▸ Registros proporcionados

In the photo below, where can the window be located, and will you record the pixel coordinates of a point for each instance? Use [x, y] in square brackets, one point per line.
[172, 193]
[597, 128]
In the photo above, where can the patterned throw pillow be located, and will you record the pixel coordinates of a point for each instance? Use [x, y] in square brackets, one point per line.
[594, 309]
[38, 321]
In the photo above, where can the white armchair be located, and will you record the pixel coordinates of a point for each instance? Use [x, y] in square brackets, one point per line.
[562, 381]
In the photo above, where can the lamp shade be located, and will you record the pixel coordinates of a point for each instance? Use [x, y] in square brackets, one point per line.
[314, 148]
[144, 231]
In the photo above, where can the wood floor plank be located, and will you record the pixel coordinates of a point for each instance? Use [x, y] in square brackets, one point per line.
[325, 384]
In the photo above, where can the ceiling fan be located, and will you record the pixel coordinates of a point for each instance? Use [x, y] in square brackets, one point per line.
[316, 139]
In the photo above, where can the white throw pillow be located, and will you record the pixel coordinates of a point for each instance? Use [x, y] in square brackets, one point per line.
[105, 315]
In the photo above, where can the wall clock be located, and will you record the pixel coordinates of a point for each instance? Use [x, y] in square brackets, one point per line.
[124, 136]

...

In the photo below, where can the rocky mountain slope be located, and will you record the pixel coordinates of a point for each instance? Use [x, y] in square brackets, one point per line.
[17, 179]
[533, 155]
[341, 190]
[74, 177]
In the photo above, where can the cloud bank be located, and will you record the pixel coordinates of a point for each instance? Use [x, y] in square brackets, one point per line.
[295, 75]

▸ Objetivo de la tarea
¿Qué líneas de las filas de arriba contienen la cadena "line", distinguiendo entre mayúsculas y minúsculas? Indícalas copiando cada una completa.

▸ Respuesta
In the photo below, where can the window be located, and will you record the pixel coordinates of a point for each instance? Use [x, y] in square brackets, one point per line.
In the photo above, where can the patterned throw pillow be located, and will you record the pixel coordinates of a point for each instance? Use [x, y] in square brackets, one point per line.
In the photo above, where can the white armchair be located, and will you record the pixel coordinates of a point for each instance? Use [x, y] in square brackets, one point per line.
In the photo above, where can the lamp shade be located, and will you record the pixel coordinates of a point for each instance? Use [x, y] in square brackets, one point per line.
In the photo above, where can the wood floor plank be located, and will you record the pixel coordinates of a point for each instance? Use [x, y] in square brackets, one point per line.
In the photo above, where can the ceiling fan be located, and will you record the pixel coordinates of a point for each instance? Use [x, y] in square brackets, one point per line.
In the photo above, where can the white throw pillow be located, and will you record the pixel coordinates of a point for each instance? Use [x, y] in square brackets, one point per line.
In the photo above, where can the wall clock be located, and will you record the pixel coordinates of a point for each instance? Use [x, y] in square brackets, one point per line.
In the photo below, where can the rocky mountain slope be located, and will you record the pixel coordinates of a point for each instance? Use [x, y] in square brackets, one point per line.
In the photo above, where can the cloud bank be located, and will you record the pixel coordinates of a point for each instance? Use [x, y] in square brackets, one point per line.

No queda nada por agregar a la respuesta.